• _Aim of the exercise_
In the Brainshelf Resurface experiment design below, what is the primary metric?

• _Page excerpt_
⟨
Measure Experiment Design: Brainshelf Resurface

Scenario

With the Resurface feature shipped behind a feature flag, Priya M. and Chloe B. designed the A/B experiment to validate the Resurface hypothesis before a full rollout. The experiment uses an intent-to-treat design: eligible users are randomly assigned to treatment (sees opt-in prompt, receives digest if opted in) or control (no prompt, no digest), and the primary metric . 7-day return rate . is measured for both groups regardless of opt-in status. This design avoids selection bias from comparing only opted-in users against all control users.

Source Notes:

Ron Kohavi, Diane Tang, and Ya Xu, “Trustworthy Online Controlled Experiments: A Practical Guide to A/B Testing” (Cambridge University Press, 2020) . the definitive reference for online experiment design; the intent-to-treat methodology, sample size calculation, and guardrail metric framework used in this document are drawn directly from Kohavi et al.’s guidance on avoiding common experimentation pitfalls.
Evan Miller, “Sample Size Calculator” (evanmiller.org/ab-testing/sample-size.html) . the tool used to compute the minimum sample size per variant; the calculator uses the Wald method for two-proportion z-tests and was configured with the baseline, MDE, alpha, and power values specified in this document.
Amplitude, “Experiment Documentation” (amplitude.com/docs/experiment) . the experimentation platform used for variant assignment, event tracking, and results analysis; Amplitude’s feature flag SDK handles randomization and consistent variant assignment.

Prompt

measure-experiment-design

resurface a/b test. feature is shipped behind a flag. need the full
experiment design for chloe to set up in amplitude.

hypothesis: daily digest → higher 7-day return rate.
⟩
Stored data entries:
⟨
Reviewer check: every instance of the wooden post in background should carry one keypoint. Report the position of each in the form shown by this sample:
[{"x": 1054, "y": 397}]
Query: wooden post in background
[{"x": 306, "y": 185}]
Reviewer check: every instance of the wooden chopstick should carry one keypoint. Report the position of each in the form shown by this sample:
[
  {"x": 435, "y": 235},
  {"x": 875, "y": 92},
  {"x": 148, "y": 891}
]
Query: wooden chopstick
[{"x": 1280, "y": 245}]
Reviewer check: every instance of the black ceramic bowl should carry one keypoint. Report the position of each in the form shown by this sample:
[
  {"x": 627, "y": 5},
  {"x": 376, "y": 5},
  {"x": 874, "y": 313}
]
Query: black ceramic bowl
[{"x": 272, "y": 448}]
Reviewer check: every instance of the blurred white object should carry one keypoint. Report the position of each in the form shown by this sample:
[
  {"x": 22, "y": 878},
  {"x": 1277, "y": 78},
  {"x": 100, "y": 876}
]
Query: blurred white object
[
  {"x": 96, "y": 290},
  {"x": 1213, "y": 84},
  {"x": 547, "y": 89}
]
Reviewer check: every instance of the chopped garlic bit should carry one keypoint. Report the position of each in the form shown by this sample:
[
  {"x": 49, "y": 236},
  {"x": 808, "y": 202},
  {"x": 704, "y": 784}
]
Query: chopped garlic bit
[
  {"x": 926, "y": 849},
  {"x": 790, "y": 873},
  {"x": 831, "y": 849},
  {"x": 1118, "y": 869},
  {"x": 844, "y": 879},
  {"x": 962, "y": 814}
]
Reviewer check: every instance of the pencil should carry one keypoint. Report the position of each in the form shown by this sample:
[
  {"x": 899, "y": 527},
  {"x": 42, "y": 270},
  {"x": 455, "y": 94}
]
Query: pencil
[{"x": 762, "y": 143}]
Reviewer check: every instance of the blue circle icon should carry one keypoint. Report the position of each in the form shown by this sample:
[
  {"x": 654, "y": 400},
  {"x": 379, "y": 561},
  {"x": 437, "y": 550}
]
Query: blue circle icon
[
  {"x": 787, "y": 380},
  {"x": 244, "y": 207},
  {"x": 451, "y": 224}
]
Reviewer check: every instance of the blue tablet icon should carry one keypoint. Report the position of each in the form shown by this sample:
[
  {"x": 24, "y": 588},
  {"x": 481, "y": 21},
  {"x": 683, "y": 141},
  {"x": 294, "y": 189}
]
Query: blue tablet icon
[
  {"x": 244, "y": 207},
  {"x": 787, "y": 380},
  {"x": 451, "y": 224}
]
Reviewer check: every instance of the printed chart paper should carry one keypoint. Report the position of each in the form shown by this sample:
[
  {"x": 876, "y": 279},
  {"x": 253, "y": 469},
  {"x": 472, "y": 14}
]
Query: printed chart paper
⟩
• _Response to the task_
The 7-day return rate.